**Page excerpt**
***
There is a major flaw in the code, stemming from the philosophy of voluntary compliance: the code does not provide for any form of recourse before an impartial judge. It relies essentially on the good will of those concerned. The authors of the code are counting on the use of audits to compensate for this failing.
He is reported to have concluded by urging European privacy commissioners, and the EU, 'to reject private agreements between European and Canadian industrialists and even to withhold recognition of the CSA Model Code as adequate protection, given its voluntary status'[23]. He says that any European acceptance of such a standard will only encourage those in Canada who regard privacy legislation as 'useless and artificial' and unnecessary if the Code suffices for the EU[24]. Federal Canadian Privacy Commissioner Bruce Phillips is advocating the national adoption of the legislation based on Québec's Act.

In terms of its content, it is debatable whether the CSA Model code's principles are strong enough to provide `adequacy' in terms of the content of the EU Directive[25]. However, the main problem with any `standards' approach is that it does not normally provide any enforcement mechanisms that can be used by the individuals concerned, or can provide any remedies for them. Loss of accreditation is a typical sanction, but that provides no benefit to the individuals concerned, and is not a strong sanction provided that the accreditation remains voluntary.
***
[Dataset entries]
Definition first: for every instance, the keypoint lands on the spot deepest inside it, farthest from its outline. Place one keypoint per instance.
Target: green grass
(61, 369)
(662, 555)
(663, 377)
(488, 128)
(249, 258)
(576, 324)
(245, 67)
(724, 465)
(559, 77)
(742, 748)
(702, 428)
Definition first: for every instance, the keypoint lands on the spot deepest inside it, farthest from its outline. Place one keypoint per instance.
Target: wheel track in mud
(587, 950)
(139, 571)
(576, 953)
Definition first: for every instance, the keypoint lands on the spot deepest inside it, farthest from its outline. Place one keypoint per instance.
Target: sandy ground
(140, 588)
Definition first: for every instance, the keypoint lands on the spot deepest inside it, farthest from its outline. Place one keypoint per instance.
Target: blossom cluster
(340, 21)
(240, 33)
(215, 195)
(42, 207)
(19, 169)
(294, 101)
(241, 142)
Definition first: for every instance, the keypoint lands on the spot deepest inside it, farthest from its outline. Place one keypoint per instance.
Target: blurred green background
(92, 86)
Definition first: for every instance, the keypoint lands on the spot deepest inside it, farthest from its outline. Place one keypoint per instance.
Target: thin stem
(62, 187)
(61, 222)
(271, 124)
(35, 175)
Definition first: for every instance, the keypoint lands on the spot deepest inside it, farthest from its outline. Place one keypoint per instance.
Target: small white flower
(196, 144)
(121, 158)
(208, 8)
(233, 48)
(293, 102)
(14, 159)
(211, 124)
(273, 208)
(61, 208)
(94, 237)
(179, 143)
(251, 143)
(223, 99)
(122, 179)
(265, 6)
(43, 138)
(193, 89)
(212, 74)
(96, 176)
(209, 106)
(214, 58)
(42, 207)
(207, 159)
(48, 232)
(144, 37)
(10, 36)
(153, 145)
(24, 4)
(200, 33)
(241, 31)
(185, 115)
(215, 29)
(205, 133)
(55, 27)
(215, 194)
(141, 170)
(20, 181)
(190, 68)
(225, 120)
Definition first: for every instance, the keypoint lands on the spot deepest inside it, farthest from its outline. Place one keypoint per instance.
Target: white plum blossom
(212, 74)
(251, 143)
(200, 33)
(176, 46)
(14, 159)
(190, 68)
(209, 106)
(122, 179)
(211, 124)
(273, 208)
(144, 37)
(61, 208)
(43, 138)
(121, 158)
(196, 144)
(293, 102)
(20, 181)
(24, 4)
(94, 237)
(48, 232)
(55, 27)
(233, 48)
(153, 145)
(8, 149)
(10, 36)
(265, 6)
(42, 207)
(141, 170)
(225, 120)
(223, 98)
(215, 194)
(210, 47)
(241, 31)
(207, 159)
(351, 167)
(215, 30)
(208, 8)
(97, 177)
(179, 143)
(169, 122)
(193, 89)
***
**Request 1**
Using the CSA Model Code passage, decide whether each statement agrees with it, answering yes or no and quoting the words that settle it: (a) The code lets people seek recourse before an impartial judge. (b) Bruce Phillips is advocating the national adoption of legislation based on Québec's Act. (c) Loss of accreditation is a typical sanction under a standards approach.
**Request 2**
Extend the CSA Model Code passage, starting right after its final sentence.

**Task output 1**
(a) No: "the code does not provide for any form of recourse before an impartial judge"
(b) Yes: "Federal Canadian Privacy Commissioner Bruce Phillips is advocating the national adoption of the legislation based on Québec's Act"
(c) Yes: "Loss of accreditation is a typical sanction"

**Task output 2**
Once again, even if it can constitute `adequate safeguards' in particular cases, the costs of establishing this in each case remain high.

3.5. The EU mechanisms for decisions concerning `adequate protection'

Decision and notification by a Member State

In the first instance, it is the laws of Member States of the EU that must provide that transfers may only take place to third countries with an adequate level of protection (A25(1)), and it is a decision by an authority in the Member State which prohibits the transfer.

Member States must inform the EU Commission where they consider that an importing third country does not ensure an adequate level of protection (and vice versa) (A25(3)). This notification requirement applies even if the data transfer is allowed under an A26(1) exception, or an A26(2) authorisation because of 'adequate safeguards'.

Decisions by the A31 Committee on adequate protection

As explained above in relation to supra-national enforcement of the Directive as a whole, it is the A31 Committee of Member State representatives that decides whether to accept the draft measures proposed by the Commission (A31(2)). The Commission, with the Committee's approval, is therefore able to set a Europe-wide standard for acceptance of transfers to specific third countries[26]. The position is therefore, that Member States make any decisions to prohibit transfers, but the Committee can over-ride such decisions.

The Commission is engaging experts to undertake case studies of the adequacy of protection in six countries - Australia, Canada, China (Hong Kong), the USA, Japan and New Zealand - for the purpose of developing a methodology to assess adequacy in third countries [27].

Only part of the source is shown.